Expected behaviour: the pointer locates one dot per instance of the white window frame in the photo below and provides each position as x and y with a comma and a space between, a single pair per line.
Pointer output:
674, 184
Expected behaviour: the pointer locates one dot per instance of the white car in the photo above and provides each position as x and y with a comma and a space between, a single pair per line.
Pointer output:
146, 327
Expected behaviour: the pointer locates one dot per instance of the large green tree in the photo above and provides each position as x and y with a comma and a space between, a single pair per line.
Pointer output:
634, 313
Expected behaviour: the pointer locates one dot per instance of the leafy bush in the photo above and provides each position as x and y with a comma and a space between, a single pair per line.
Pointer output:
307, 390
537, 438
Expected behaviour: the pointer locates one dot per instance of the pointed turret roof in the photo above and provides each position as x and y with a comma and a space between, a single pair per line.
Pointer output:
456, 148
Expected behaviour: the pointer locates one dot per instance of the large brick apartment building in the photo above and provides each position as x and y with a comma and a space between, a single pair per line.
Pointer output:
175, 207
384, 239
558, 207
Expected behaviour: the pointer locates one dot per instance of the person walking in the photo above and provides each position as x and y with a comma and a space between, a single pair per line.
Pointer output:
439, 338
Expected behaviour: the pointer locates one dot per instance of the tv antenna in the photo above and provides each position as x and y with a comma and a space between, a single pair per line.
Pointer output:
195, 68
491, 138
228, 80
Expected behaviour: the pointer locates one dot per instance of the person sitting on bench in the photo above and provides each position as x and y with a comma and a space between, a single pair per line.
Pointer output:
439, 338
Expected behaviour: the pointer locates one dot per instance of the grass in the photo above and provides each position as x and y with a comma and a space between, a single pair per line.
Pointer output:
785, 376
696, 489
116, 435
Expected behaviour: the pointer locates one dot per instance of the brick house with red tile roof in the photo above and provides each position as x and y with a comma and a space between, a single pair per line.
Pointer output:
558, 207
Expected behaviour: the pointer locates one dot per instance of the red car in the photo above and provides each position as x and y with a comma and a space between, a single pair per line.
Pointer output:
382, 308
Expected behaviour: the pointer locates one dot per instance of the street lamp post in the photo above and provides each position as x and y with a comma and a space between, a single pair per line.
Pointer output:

• _WHAT IS REQUIRED_
Copy all lines from the material that hold "white".

• _TASK ANSWER_
Expected behaviour: the pointer locates one dot per instance of the white window frame in the photo below and provides each position as x and y with a comma and a space between, a single pair per line.
Expected behaviour: the pointer locates one dot per instance of the white car in the photo above and provides each position as x and y with a comma and a space between, a single pair per line.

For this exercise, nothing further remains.